* Shape boundary listing *
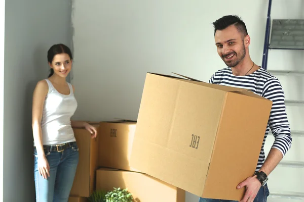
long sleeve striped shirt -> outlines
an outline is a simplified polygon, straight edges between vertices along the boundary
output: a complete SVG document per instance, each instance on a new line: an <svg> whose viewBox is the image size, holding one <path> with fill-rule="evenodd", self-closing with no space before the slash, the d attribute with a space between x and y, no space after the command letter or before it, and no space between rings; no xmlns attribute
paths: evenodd
<svg viewBox="0 0 304 202"><path fill-rule="evenodd" d="M273 102L256 171L265 161L264 145L270 130L275 137L272 148L278 149L284 157L291 145L290 127L286 112L285 95L279 80L262 68L246 76L235 76L227 67L215 72L209 83L246 88Z"/></svg>

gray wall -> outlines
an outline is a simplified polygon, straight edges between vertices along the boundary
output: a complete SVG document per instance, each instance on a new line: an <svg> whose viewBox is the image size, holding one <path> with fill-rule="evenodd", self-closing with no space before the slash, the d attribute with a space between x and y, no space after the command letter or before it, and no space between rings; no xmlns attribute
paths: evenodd
<svg viewBox="0 0 304 202"><path fill-rule="evenodd" d="M10 0L5 5L4 201L33 201L31 104L47 77L47 52L70 46L71 0Z"/></svg>

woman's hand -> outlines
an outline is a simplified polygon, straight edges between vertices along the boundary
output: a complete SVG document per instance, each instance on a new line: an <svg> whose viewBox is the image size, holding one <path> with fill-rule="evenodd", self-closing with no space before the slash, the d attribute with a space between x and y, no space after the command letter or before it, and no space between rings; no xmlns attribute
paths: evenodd
<svg viewBox="0 0 304 202"><path fill-rule="evenodd" d="M45 156L38 157L38 169L40 175L44 178L50 177L50 166Z"/></svg>
<svg viewBox="0 0 304 202"><path fill-rule="evenodd" d="M87 123L85 126L86 129L91 133L91 137L95 138L97 136L97 129L91 125Z"/></svg>

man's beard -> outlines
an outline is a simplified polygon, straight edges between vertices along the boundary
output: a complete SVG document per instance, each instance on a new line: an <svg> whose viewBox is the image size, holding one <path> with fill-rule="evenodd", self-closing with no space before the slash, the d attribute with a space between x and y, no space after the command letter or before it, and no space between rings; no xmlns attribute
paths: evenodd
<svg viewBox="0 0 304 202"><path fill-rule="evenodd" d="M231 55L231 54L234 54L235 56L237 57L235 61L230 61L230 62L225 61L224 58L226 57L226 56L228 56ZM223 59L223 61L224 61L224 62L225 63L225 64L226 64L226 65L227 65L227 66L228 66L229 67L234 67L236 66L237 65L238 65L240 63L240 62L241 61L242 61L243 60L243 59L244 59L244 58L245 58L245 56L246 56L246 50L245 49L245 44L244 44L244 42L243 42L243 49L239 53L239 54L237 54L237 53L235 52L231 52L227 54L226 54L226 55L223 56L222 59Z"/></svg>

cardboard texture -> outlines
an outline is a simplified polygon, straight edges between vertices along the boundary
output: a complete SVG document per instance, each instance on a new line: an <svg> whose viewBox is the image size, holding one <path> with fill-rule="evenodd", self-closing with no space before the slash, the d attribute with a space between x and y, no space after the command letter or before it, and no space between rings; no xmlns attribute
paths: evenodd
<svg viewBox="0 0 304 202"><path fill-rule="evenodd" d="M129 166L136 122L99 123L98 166L139 172Z"/></svg>
<svg viewBox="0 0 304 202"><path fill-rule="evenodd" d="M99 127L99 125L92 125ZM89 197L95 190L99 135L92 139L85 129L74 128L73 130L79 148L79 163L70 195Z"/></svg>
<svg viewBox="0 0 304 202"><path fill-rule="evenodd" d="M88 202L88 199L84 197L70 196L68 202Z"/></svg>
<svg viewBox="0 0 304 202"><path fill-rule="evenodd" d="M128 188L135 202L185 202L185 191L145 174L99 169L96 190Z"/></svg>
<svg viewBox="0 0 304 202"><path fill-rule="evenodd" d="M246 89L148 73L130 166L198 196L239 200L272 105Z"/></svg>

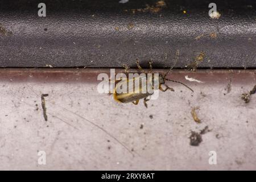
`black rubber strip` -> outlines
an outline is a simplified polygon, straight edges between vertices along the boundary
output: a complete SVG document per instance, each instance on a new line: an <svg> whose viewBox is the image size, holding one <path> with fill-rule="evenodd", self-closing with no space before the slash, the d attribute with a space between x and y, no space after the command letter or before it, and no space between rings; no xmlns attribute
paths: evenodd
<svg viewBox="0 0 256 182"><path fill-rule="evenodd" d="M256 67L255 0L119 1L0 1L0 66Z"/></svg>

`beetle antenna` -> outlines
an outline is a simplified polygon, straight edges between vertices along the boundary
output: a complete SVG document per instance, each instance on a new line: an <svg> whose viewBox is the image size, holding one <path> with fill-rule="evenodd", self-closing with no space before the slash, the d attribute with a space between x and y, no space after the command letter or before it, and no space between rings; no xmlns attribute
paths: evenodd
<svg viewBox="0 0 256 182"><path fill-rule="evenodd" d="M181 84L181 85L183 85L184 86L185 86L185 87L187 87L188 89L189 89L189 90L191 90L192 92L194 92L194 90L193 90L189 86L188 86L188 85L187 85L183 84L183 83L181 82L180 82L180 81L179 81L174 80L167 79L167 78L165 78L165 80L167 80L167 81L172 81L172 82L175 82L179 83L179 84Z"/></svg>
<svg viewBox="0 0 256 182"><path fill-rule="evenodd" d="M178 60L178 59L179 59L179 54L180 54L180 50L177 49L177 51L176 52L176 59L175 59L175 62L174 63L174 65L173 65L171 68L170 68L169 69L169 70L168 71L168 72L164 75L164 78L166 77L166 76L168 75L168 73L169 73L170 72L172 69L174 69L174 67L176 65L176 64L177 63L177 60Z"/></svg>

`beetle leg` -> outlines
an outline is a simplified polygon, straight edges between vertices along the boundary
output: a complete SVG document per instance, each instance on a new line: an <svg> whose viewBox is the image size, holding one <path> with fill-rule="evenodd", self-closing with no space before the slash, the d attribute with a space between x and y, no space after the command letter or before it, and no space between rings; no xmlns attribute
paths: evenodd
<svg viewBox="0 0 256 182"><path fill-rule="evenodd" d="M137 60L137 61L136 61L136 63L137 64L138 68L139 68L139 70L141 70L143 73L144 73L145 71L144 71L144 69L142 69L142 68L139 65L139 60Z"/></svg>
<svg viewBox="0 0 256 182"><path fill-rule="evenodd" d="M149 100L150 100L149 99L147 99L147 97L144 98L144 105L145 105L145 107L146 108L147 108L147 104L146 102Z"/></svg>
<svg viewBox="0 0 256 182"><path fill-rule="evenodd" d="M150 71L149 71L149 72L150 72L150 73L151 73L152 69L152 61L149 61L149 64L150 64Z"/></svg>
<svg viewBox="0 0 256 182"><path fill-rule="evenodd" d="M139 100L137 100L135 102L133 102L133 104L134 105L138 105L138 104L139 104Z"/></svg>
<svg viewBox="0 0 256 182"><path fill-rule="evenodd" d="M171 90L171 91L174 92L174 89L173 88L170 88L170 87L166 85L164 85L164 86L166 86L166 89L164 90L164 89L162 88L162 86L160 85L160 86L159 86L159 90L161 90L162 92L166 92L166 91L167 90Z"/></svg>

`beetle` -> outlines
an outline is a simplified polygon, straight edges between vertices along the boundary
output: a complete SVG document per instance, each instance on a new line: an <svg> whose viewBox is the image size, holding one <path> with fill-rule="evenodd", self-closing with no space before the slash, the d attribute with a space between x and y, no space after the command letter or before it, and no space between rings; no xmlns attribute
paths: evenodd
<svg viewBox="0 0 256 182"><path fill-rule="evenodd" d="M175 64L177 61L178 56L179 56L179 50L177 51L176 59ZM137 64L137 67L139 68L139 69L143 73L146 73L146 72L142 69L142 68L139 65L139 63L138 60L137 61L136 63ZM152 61L150 61L149 64L150 64L149 73L151 73L151 71L152 71ZM169 73L169 72L171 71L171 69L174 67L174 65L172 68L170 68L169 70L168 71L168 72L167 73L166 73L164 75L160 74L160 73L159 74L159 77L158 77L159 84L158 85L158 88L156 89L158 89L159 90L160 90L162 92L166 92L168 90L170 90L171 91L174 91L173 88L170 88L169 86L168 86L167 85L166 85L166 81L170 81L179 83L179 84L185 86L185 87L187 87L187 88L190 89L192 92L193 92L193 90L191 88L190 88L188 86L185 85L183 82L166 78L166 76L167 76L167 75ZM128 69L128 68L126 67L125 68L125 71L126 72L128 72L127 69ZM152 84L151 84L150 83L148 83L148 84L149 84L148 85L151 86L152 89L155 89L154 88L154 73L152 74L152 80L152 80ZM145 105L146 107L147 108L147 105L146 102L147 102L147 101L149 101L150 100L147 99L147 98L148 97L152 95L154 92L149 93L147 90L147 92L146 92L146 93L143 93L142 92L142 90L143 90L143 89L146 89L146 88L144 88L144 86L143 86L141 82L140 82L139 86L137 89L137 90L136 90L136 88L134 88L134 86L133 86L133 88L129 88L129 86L128 86L129 82L134 82L136 80L137 80L138 79L141 79L140 81L141 81L141 82L142 82L143 81L146 81L147 82L147 85L148 85L147 81L148 80L148 76L147 75L144 75L144 76L139 76L139 77L135 77L134 78L133 78L132 79L125 78L125 79L122 79L121 80L119 80L117 82L116 82L116 85L114 88L114 93L113 93L114 100L118 102L121 102L121 103L132 102L134 105L138 105L139 100L141 99L143 99L144 100L144 105ZM124 82L126 82L126 83L125 83L126 84L125 85L127 85L127 90L128 91L130 91L131 90L133 90L132 92L127 92L127 93L121 93L120 92L118 92L118 91L119 91L118 90L118 89L119 89L119 88L120 88L119 86L123 84L124 83ZM164 85L166 86L166 88L164 89L163 89L163 88L162 87L162 85Z"/></svg>

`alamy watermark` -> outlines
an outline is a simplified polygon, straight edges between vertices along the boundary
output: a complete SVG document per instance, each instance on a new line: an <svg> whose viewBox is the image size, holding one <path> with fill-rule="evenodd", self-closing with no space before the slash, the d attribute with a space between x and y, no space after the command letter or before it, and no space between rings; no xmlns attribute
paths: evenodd
<svg viewBox="0 0 256 182"><path fill-rule="evenodd" d="M152 94L151 100L158 97L159 73L115 73L115 69L110 69L110 77L107 73L98 75L97 90L100 93L148 93Z"/></svg>

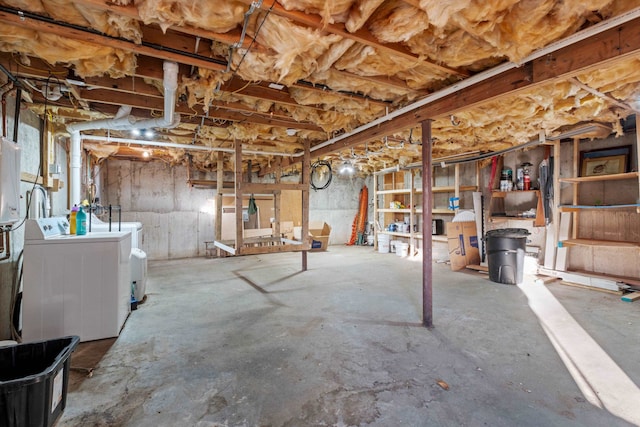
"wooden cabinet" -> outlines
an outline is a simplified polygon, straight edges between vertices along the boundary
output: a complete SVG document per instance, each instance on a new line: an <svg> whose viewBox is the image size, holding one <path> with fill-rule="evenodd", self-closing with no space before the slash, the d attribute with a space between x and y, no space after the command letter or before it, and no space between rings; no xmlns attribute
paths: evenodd
<svg viewBox="0 0 640 427"><path fill-rule="evenodd" d="M540 190L491 192L489 220L533 221L535 227L543 227L545 219Z"/></svg>

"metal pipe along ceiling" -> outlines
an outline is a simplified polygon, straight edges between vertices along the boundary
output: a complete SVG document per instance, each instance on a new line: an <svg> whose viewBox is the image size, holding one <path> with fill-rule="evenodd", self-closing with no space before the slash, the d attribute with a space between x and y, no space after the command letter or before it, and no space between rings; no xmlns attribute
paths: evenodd
<svg viewBox="0 0 640 427"><path fill-rule="evenodd" d="M70 200L69 204L80 203L80 171L81 171L81 150L82 137L80 132L89 129L152 129L152 128L173 128L180 123L180 114L175 113L175 98L178 89L178 64L165 61L164 70L164 115L159 118L137 120L129 115L131 108L123 106L113 119L94 120L89 122L78 122L67 125L67 130L71 133L71 176L70 176Z"/></svg>

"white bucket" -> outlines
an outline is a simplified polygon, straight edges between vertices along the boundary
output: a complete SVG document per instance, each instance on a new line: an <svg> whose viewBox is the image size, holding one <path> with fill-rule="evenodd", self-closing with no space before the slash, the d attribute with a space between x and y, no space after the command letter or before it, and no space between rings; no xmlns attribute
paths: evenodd
<svg viewBox="0 0 640 427"><path fill-rule="evenodd" d="M391 237L388 234L378 234L378 252L381 254L389 253L389 240Z"/></svg>
<svg viewBox="0 0 640 427"><path fill-rule="evenodd" d="M409 255L409 244L404 242L396 243L396 255L405 257Z"/></svg>

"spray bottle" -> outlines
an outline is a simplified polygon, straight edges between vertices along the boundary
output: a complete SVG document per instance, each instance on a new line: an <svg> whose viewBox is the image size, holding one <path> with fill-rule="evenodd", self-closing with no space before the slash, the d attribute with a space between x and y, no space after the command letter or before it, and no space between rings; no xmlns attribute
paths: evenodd
<svg viewBox="0 0 640 427"><path fill-rule="evenodd" d="M76 234L76 220L78 215L78 205L73 205L69 215L69 234Z"/></svg>
<svg viewBox="0 0 640 427"><path fill-rule="evenodd" d="M78 236L87 234L87 214L84 213L82 206L78 207L76 214L76 234Z"/></svg>

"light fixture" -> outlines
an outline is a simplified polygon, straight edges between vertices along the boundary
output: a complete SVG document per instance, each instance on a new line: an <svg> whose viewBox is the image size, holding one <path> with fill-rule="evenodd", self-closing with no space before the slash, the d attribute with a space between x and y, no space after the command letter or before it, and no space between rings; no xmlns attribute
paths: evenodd
<svg viewBox="0 0 640 427"><path fill-rule="evenodd" d="M344 163L342 163L342 166L340 166L340 169L338 169L338 172L341 175L353 175L355 169L351 162L345 161Z"/></svg>

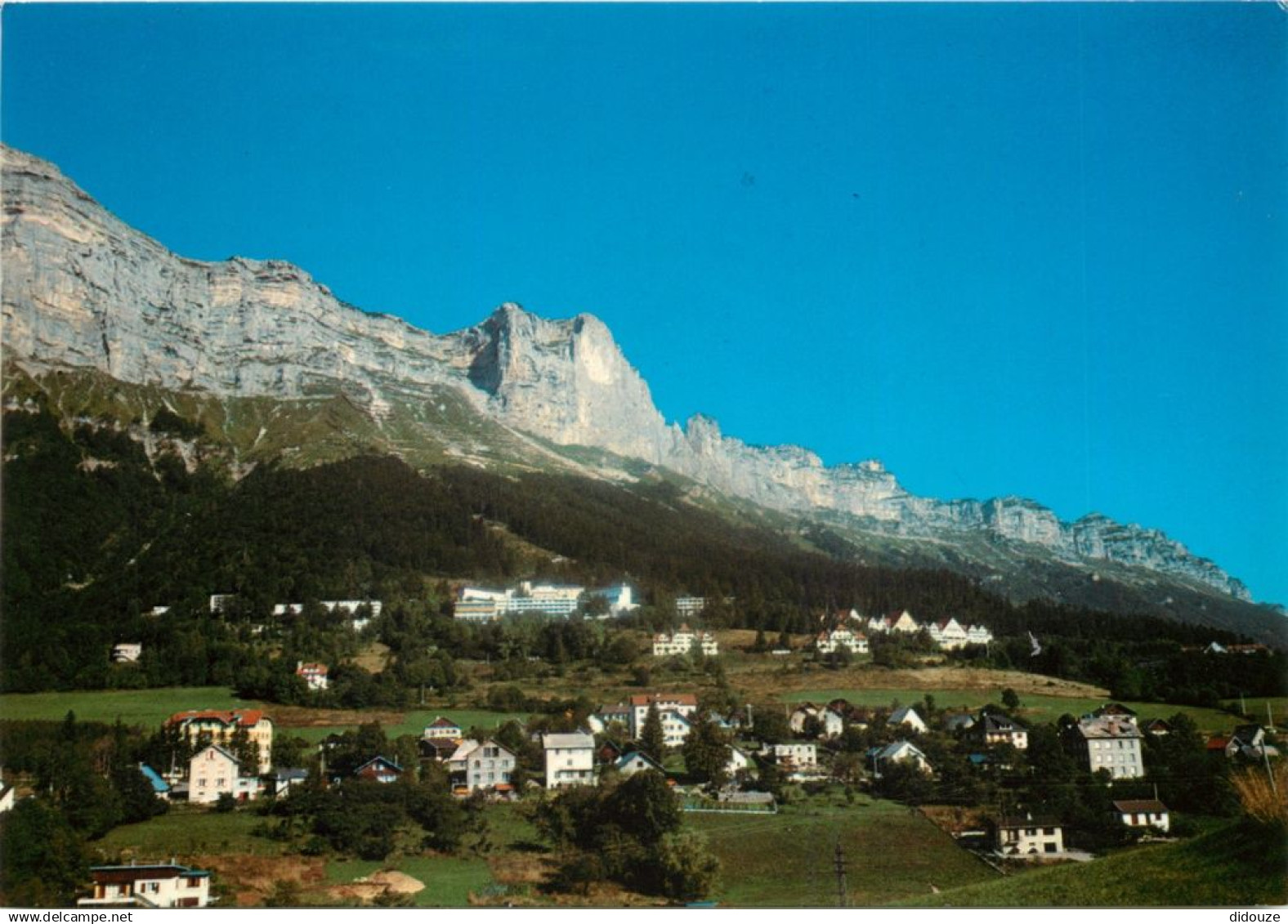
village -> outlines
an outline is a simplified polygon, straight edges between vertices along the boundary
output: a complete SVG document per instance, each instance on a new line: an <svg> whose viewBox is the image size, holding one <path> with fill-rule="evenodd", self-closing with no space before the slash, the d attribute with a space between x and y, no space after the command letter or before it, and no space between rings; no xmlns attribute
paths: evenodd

* AIM OF THE TASK *
Lay out the listing as a numbered list, from its start up to and including the line with "0L5 5L4 201L33". Skip blank lines and leave out the pictures.

* EXERCISE SOLUTION *
1. long sleeve striped shirt -> outlines
2. an outline is a simplified polygon, straight edges between vertices along the boundary
3. output: a complete SVG document per instance, each instance on a new line: an <svg> whose viewBox is the image size, holding one <path> with fill-rule="evenodd", self-closing with no space before the slash, the d attribute with a space between x and y, no space after the command letter or before it, and no space between rings; no xmlns attribute
4. paths: evenodd
5. <svg viewBox="0 0 304 202"><path fill-rule="evenodd" d="M273 102L256 171L265 161L264 145L270 130L275 137L272 148L278 149L284 157L291 145L290 127L286 112L285 95L279 80L262 68L246 76L235 76L227 67L215 72L209 83L246 88Z"/></svg>
6. gray wall -> outlines
7. an outline is a simplified polygon, straight edges between vertices along the boundary
8. output: a complete SVG document per instance, each instance on a new line: an <svg> whose viewBox is the image size, holding one <path> with fill-rule="evenodd", self-closing with no space before the slash, the d attribute with a space between x and y, no space after the command letter or before it, and no space between rings; no xmlns attribute
9. paths: evenodd
10. <svg viewBox="0 0 304 202"><path fill-rule="evenodd" d="M10 0L5 5L4 201L33 201L31 104L47 77L47 52L70 46L71 0Z"/></svg>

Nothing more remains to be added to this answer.